Pennsylvania's Secretary of Education Khalid Mumin visited Allegheny County to announce Penn Hills School District's exit from Financial Recovery Status.
Jillian Forstadt
/
90.5 WESA
Pennsylvania's Secretary of Education Khalid Mumin visited Allegheny County to announce Penn Hills School District's exit from Financial Recovery Status.

Nearly five years after adopting a plan to address a staggering deficit and fast-declining enrollment, officials with the Penn Hills School District say the district is finally financially stable.

Pennsylvania Secretary of Education Khalid Mumin visited the district Thursday to announce that Penn Hills has met the state’s requirements to graduate from Financial Recovery Status.

“This is a process where we have changes in leadership and changes in school board membership,” Mumin said. “You have to maintain your focus so this would be something that's sustainable.”

The state’s Department of Education will continue to monitor Penn Hills’ financial and academic progress over the next five years. John Mozzocio, the district’s superintendent, said educators in the district will continue working proactively to secure the district’s future.

Extracted data entries

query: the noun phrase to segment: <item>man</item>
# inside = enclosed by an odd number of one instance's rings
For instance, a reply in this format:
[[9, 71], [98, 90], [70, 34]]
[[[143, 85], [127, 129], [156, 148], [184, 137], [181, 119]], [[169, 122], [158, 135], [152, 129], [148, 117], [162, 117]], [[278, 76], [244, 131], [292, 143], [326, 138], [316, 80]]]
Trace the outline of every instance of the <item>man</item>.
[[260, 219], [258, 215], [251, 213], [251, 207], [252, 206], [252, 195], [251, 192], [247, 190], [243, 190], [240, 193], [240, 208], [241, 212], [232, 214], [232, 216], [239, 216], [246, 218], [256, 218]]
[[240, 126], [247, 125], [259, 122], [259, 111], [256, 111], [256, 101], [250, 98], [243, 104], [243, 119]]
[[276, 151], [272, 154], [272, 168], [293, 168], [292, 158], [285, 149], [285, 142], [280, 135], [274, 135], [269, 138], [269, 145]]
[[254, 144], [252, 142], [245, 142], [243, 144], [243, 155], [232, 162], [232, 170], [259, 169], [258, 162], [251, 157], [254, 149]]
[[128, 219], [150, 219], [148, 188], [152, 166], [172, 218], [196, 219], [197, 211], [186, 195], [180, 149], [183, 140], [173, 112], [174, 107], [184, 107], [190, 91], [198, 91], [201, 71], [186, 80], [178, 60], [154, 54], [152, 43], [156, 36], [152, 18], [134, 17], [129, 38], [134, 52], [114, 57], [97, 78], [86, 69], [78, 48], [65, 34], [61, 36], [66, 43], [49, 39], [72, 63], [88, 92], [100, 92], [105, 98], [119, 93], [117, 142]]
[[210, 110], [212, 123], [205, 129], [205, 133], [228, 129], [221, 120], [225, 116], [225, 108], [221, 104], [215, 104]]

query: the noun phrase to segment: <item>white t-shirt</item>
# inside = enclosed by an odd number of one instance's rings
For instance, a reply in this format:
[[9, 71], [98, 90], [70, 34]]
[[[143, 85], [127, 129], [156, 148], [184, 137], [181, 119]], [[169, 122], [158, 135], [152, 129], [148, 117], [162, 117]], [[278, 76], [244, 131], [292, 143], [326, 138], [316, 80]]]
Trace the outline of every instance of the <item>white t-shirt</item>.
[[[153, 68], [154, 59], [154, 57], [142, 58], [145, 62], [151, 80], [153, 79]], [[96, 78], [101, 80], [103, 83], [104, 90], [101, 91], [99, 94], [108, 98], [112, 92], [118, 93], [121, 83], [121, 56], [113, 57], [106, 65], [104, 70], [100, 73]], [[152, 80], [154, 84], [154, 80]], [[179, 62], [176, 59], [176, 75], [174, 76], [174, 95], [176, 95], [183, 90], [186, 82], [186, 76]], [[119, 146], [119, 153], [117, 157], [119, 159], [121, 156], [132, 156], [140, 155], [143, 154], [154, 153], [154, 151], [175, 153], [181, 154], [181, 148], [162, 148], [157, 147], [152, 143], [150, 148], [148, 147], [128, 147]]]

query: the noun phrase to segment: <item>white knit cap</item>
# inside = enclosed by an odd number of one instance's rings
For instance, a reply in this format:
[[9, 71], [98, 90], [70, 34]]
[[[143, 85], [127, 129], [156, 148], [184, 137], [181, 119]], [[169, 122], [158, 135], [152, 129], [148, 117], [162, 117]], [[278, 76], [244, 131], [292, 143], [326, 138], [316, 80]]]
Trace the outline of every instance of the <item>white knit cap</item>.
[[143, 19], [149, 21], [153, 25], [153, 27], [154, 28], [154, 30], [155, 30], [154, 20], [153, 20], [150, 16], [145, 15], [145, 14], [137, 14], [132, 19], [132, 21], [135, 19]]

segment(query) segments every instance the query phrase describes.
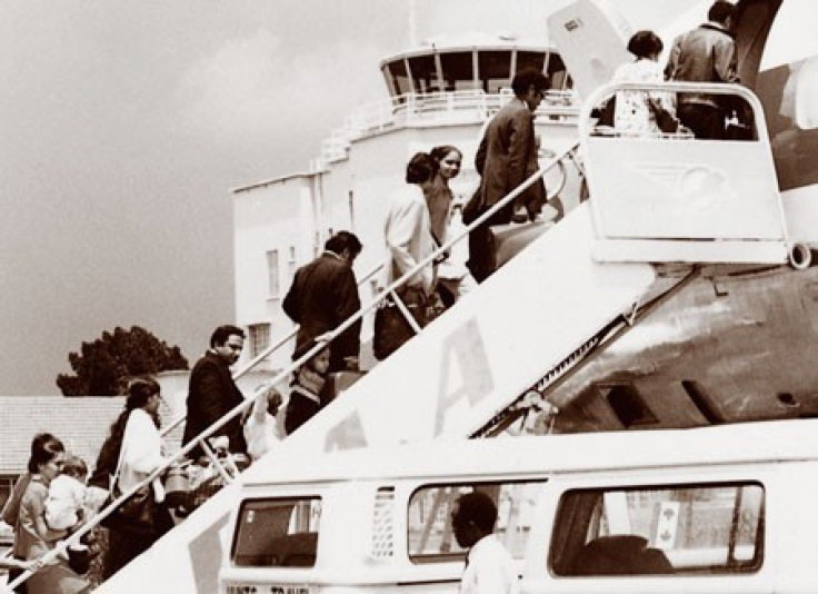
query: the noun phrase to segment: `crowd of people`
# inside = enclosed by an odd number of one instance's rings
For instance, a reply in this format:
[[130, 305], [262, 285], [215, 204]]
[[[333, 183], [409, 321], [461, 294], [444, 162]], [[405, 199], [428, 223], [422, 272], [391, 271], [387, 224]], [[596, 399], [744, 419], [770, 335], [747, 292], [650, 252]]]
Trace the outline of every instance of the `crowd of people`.
[[[661, 39], [651, 31], [637, 32], [628, 43], [635, 60], [622, 65], [615, 80], [736, 82], [731, 17], [732, 4], [716, 1], [707, 23], [674, 41], [665, 68], [658, 63]], [[480, 184], [462, 208], [466, 224], [477, 220], [538, 170], [533, 112], [549, 80], [539, 71], [526, 70], [515, 76], [511, 87], [515, 98], [490, 120], [479, 145], [475, 165]], [[615, 125], [629, 131], [655, 130], [659, 110], [674, 110], [697, 137], [719, 138], [724, 133], [724, 106], [706, 93], [685, 93], [672, 101], [667, 96], [624, 91], [617, 96]], [[460, 172], [462, 159], [463, 152], [450, 145], [415, 154], [406, 165], [406, 185], [396, 189], [387, 209], [383, 238], [388, 263], [383, 283], [388, 286], [411, 273], [395, 293], [421, 327], [433, 317], [430, 309], [450, 307], [492, 274], [492, 225], [536, 220], [546, 204], [546, 188], [539, 179], [471, 230], [466, 266], [450, 261], [446, 253], [431, 259], [450, 236], [456, 215], [449, 184]], [[292, 374], [286, 397], [273, 386], [262, 386], [243, 415], [222, 422], [245, 403], [230, 370], [243, 349], [245, 331], [232, 325], [213, 330], [208, 350], [190, 374], [183, 446], [220, 423], [209, 444], [213, 452], [229, 456], [241, 467], [263, 456], [279, 439], [327, 406], [332, 398], [332, 390], [328, 389], [332, 374], [362, 373], [360, 320], [335, 333], [360, 308], [352, 265], [362, 249], [353, 234], [338, 231], [326, 241], [318, 258], [296, 271], [282, 303], [285, 313], [299, 325], [292, 358], [301, 360], [309, 353], [312, 355]], [[420, 266], [421, 263], [426, 264]], [[2, 565], [12, 578], [20, 572], [36, 570], [21, 591], [78, 593], [92, 587], [82, 574], [88, 571], [89, 558], [100, 548], [94, 533], [69, 548], [68, 555], [58, 555], [47, 564], [40, 560], [80, 529], [107, 501], [136, 488], [166, 466], [168, 455], [159, 430], [160, 402], [156, 380], [136, 378], [129, 384], [124, 409], [110, 426], [90, 477], [88, 465], [68, 454], [56, 436], [34, 436], [28, 472], [17, 482], [2, 513], [3, 521], [14, 528], [13, 558], [2, 560]], [[188, 458], [191, 467], [212, 464], [198, 444], [190, 447]], [[183, 503], [176, 507], [168, 504], [160, 478], [138, 491], [126, 507], [127, 513], [112, 514], [107, 523], [102, 577], [147, 551], [173, 526], [174, 515], [182, 517], [190, 512]], [[479, 493], [459, 502], [455, 534], [462, 545], [471, 547], [469, 558], [475, 561], [463, 575], [463, 592], [486, 591], [478, 583], [493, 584], [496, 590], [491, 592], [512, 591], [515, 581], [508, 577], [508, 560], [490, 537], [496, 516], [491, 499]]]

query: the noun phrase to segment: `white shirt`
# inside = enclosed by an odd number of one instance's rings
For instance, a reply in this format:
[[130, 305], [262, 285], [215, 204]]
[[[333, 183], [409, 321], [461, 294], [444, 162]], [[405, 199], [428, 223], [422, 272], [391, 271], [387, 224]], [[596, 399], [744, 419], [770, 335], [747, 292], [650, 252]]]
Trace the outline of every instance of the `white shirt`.
[[61, 474], [48, 486], [46, 499], [46, 523], [53, 531], [64, 531], [79, 521], [79, 511], [86, 501], [86, 485]]
[[471, 547], [460, 578], [461, 594], [517, 594], [519, 580], [511, 555], [489, 534]]
[[267, 412], [267, 390], [256, 396], [252, 413], [245, 420], [245, 440], [247, 453], [253, 461], [269, 452], [280, 439], [278, 422]]
[[[661, 82], [665, 80], [659, 62], [639, 59], [627, 62], [614, 72], [615, 82]], [[646, 91], [617, 91], [614, 128], [617, 132], [641, 135], [658, 132], [656, 117], [648, 107], [648, 97], [657, 99], [665, 109], [672, 110], [672, 100], [667, 93]]]
[[[387, 266], [385, 278], [389, 285], [435, 251], [429, 208], [420, 186], [408, 184], [395, 194], [383, 230], [391, 258], [391, 266]], [[422, 286], [427, 293], [431, 291], [433, 284], [435, 267], [431, 263], [411, 276], [407, 283], [411, 286]]]

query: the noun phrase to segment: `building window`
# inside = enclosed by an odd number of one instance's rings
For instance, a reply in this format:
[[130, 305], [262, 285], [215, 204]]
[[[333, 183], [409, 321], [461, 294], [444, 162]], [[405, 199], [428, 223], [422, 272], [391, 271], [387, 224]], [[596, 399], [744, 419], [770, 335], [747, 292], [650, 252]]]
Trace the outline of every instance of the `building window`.
[[248, 327], [250, 341], [250, 357], [258, 357], [262, 350], [270, 346], [270, 325], [250, 324]]
[[296, 260], [296, 246], [290, 246], [290, 260], [287, 263], [287, 266], [290, 278], [295, 278], [296, 269], [298, 268], [298, 261]]
[[269, 297], [272, 299], [278, 298], [281, 290], [278, 270], [278, 249], [271, 249], [267, 253], [267, 277], [269, 281]]
[[755, 482], [569, 491], [550, 566], [571, 577], [755, 572], [764, 511], [764, 487]]

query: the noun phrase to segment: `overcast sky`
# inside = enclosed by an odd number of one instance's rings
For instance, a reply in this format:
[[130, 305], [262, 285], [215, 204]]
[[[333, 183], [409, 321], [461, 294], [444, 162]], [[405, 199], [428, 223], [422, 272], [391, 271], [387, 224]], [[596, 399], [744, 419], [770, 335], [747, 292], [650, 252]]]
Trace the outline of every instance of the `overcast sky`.
[[[116, 326], [192, 363], [233, 320], [230, 190], [306, 170], [385, 96], [378, 63], [409, 44], [412, 4], [417, 38], [545, 39], [553, 3], [1, 2], [0, 394], [57, 394], [68, 353]], [[616, 4], [641, 28], [688, 2]]]

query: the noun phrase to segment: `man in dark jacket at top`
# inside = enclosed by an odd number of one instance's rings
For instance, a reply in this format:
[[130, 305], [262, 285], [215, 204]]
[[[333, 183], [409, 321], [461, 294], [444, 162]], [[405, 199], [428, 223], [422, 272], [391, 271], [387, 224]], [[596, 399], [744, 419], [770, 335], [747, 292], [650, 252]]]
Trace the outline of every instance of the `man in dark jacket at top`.
[[[196, 362], [190, 372], [188, 389], [188, 418], [184, 425], [182, 445], [219, 420], [236, 406], [245, 402], [233, 382], [230, 366], [239, 359], [245, 346], [245, 330], [236, 326], [219, 326], [210, 337], [210, 348]], [[219, 448], [236, 454], [247, 453], [247, 442], [242, 432], [240, 415], [217, 430], [212, 436]], [[198, 459], [205, 455], [199, 447], [190, 451], [188, 456]]]
[[[688, 82], [738, 82], [736, 42], [730, 33], [735, 7], [717, 0], [707, 13], [708, 22], [682, 33], [674, 41], [665, 77]], [[726, 96], [679, 93], [676, 115], [696, 138], [725, 136]]]
[[[481, 212], [539, 170], [533, 118], [548, 87], [548, 78], [540, 71], [518, 72], [511, 80], [515, 98], [489, 121], [475, 156], [475, 167], [480, 174], [476, 198], [479, 199]], [[540, 178], [516, 200], [471, 231], [468, 267], [478, 283], [482, 283], [495, 268], [489, 227], [512, 220], [535, 220], [545, 202], [546, 186]]]
[[[281, 305], [290, 319], [300, 324], [297, 345], [337, 328], [360, 309], [352, 263], [361, 249], [358, 237], [338, 231], [327, 239], [323, 254], [296, 271]], [[358, 320], [332, 340], [327, 373], [358, 370], [360, 331]]]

EXERCISE GOAL: Can you repeat the whole article on Penn Hills School District's exit from Financial Recovery Status, word for word?

RESULT BELOW:
Pennsylvania's Secretary of Education Khalid Mumin visited Allegheny County to announce Penn Hills School District's exit from Financial Recovery Status.
Jillian Forstadt
/
90.5 WESA
Pennsylvania's Secretary of Education Khalid Mumin visited Allegheny County to announce Penn Hills School District's exit from Financial Recovery Status.

Nearly five years after adopting a plan to address a staggering deficit and fast-declining enrollment, officials with the Penn Hills School District say the district is finally financially stable.

Pennsylvania Secretary of Education Khalid Mumin visited the district Thursday to announce that Penn Hills has met the state’s requirements to graduate from Financial Recovery Status.

“This is a process where we have changes in leadership and changes in school board membership,” Mumin said. “You have to maintain your focus so this would be something that's sustainable.”

The state’s Department of Education will continue to monitor Penn Hills’ financial and academic progress over the next five years. John Mozzocio, the district’s superintendent, said educators in the district will continue working proactively to secure the district’s future.